Isaac Newton(1643-1727) made many profound contributions to science. He was an important figure in the Scientific Revolution. He worked on optics. He discovered universal gravitation. He also shares credit for inventing calculus.
In his work Philosophiæ Naturalis Principia Mathematica, Newton formulated his three laws of motion that model how objects accelerate. These laws make up the foundation of classical physics.
Hypothesis, Theory and Law
Science doesn't produce unchanging truths. Science is an ongoing process of discovery, and each new explanation has the potential to improve on the previous. Hypotheses, theories and laws could be true, but it is impossible to know anything with 100% certainty.
A phenomenon is an observable event, like the orbits of planets, static electricity, and lactose intolerance.
A hypothesis is a possible explanation for a phenomenon.
A theory is a hypothesis that has been tested many times and never been proven false. Theories are explanations. They answer the question: why does this phenomenon occur? Examples include: quantum field theory, big bang theory, evolution, and germ theory.

▶ _Supplied data_:
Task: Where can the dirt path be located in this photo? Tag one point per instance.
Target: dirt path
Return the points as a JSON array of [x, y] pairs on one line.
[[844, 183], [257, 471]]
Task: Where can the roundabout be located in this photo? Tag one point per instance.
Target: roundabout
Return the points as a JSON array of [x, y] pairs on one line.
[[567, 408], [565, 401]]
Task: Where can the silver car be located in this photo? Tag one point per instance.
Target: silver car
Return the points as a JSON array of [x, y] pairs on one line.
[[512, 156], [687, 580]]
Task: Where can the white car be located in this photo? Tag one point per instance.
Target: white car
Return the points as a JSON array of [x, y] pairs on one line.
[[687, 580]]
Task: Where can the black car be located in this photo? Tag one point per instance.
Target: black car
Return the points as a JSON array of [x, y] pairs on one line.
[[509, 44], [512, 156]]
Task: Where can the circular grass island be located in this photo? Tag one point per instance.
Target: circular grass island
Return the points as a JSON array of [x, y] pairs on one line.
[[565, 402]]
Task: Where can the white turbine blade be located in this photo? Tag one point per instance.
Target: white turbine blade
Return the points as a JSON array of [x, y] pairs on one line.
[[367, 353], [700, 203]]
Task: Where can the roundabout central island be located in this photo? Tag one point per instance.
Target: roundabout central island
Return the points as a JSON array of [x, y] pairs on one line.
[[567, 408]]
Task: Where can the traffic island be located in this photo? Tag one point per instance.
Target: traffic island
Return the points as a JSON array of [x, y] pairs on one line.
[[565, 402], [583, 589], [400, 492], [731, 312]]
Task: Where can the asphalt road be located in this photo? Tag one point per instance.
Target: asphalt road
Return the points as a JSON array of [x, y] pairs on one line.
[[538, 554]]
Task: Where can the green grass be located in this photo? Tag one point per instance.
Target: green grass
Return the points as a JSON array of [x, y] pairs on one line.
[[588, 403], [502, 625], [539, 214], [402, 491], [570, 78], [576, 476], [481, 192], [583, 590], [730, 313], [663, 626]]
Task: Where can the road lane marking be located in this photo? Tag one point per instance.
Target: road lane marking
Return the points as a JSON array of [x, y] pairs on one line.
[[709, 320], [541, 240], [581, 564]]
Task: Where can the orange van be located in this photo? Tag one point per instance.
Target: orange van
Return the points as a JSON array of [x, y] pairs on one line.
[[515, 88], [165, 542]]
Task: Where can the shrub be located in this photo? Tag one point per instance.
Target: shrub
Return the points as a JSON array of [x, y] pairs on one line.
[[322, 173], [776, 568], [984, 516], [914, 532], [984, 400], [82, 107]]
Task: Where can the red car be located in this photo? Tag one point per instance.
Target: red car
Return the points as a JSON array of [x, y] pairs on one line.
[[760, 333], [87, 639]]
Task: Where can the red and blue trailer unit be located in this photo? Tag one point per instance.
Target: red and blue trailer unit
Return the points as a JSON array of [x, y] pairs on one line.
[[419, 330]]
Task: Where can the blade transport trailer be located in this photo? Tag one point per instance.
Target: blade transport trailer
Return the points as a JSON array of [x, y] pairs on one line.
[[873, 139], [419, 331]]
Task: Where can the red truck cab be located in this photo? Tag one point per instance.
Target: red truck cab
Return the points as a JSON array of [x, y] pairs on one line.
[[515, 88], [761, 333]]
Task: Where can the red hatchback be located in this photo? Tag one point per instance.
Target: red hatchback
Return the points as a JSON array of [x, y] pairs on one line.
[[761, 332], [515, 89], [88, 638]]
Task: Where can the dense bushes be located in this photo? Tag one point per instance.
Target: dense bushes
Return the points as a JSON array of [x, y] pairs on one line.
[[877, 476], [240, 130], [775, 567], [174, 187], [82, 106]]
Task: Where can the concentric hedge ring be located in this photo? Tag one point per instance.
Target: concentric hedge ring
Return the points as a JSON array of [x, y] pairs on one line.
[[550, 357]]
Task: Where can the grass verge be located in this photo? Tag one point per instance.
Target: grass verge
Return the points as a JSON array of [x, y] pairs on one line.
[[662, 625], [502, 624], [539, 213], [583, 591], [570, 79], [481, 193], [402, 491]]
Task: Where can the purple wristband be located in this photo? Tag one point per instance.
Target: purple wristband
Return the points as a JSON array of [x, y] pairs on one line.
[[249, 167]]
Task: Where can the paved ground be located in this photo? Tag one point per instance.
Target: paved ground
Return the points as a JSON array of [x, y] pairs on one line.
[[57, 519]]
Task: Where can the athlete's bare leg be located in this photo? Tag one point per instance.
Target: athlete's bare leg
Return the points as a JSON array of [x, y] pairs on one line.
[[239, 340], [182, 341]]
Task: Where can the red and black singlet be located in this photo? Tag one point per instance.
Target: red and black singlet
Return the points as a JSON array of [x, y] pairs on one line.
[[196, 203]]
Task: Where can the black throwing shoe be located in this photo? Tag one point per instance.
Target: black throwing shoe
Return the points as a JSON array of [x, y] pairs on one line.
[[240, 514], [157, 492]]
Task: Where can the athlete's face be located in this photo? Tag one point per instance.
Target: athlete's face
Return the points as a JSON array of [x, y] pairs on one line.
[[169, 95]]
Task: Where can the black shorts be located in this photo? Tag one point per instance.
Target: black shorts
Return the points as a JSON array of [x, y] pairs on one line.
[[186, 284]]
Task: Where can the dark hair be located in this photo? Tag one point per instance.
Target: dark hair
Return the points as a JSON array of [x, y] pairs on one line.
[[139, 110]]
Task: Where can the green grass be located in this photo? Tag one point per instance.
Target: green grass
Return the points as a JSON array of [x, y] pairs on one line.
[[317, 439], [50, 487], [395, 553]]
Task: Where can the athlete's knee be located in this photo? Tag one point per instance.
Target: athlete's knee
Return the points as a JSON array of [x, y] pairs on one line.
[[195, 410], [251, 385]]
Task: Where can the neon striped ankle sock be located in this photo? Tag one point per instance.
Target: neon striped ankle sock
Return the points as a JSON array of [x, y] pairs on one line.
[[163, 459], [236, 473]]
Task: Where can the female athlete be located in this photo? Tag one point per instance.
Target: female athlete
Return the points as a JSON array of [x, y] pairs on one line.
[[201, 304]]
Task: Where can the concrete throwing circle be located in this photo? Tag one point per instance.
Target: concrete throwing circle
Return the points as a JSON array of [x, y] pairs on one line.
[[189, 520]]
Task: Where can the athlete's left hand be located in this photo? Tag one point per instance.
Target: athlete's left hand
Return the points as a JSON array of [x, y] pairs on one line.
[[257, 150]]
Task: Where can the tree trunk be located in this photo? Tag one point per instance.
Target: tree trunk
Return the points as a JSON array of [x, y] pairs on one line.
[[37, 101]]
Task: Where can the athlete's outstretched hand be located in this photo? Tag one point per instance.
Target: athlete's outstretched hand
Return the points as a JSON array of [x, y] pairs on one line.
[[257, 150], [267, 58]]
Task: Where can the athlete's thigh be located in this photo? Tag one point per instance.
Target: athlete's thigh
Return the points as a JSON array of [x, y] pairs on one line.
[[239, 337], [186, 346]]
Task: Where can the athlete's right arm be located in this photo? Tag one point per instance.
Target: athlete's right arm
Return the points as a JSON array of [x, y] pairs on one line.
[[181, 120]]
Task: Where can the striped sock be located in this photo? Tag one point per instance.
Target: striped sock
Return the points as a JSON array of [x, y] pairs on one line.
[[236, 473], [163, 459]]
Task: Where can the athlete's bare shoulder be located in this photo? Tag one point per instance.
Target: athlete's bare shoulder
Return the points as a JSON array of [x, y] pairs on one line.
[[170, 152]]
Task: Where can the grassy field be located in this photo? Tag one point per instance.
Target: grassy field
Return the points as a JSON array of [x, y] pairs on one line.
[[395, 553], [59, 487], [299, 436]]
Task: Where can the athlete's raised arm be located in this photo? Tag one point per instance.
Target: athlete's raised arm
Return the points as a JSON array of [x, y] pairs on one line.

▶ _Goal_:
Reproduce everything in the Newton passage from "Isaac Newton(1643-1727) made" down to "for inventing calculus.". The material has no connection to the Newton passage.

▶ _Task result_:
Isaac Newton(1643-1727) made many profound contributions to science. He was an important figure in the Scientific Revolution. He worked on optics. He discovered universal gravitation. He also shares credit for inventing calculus.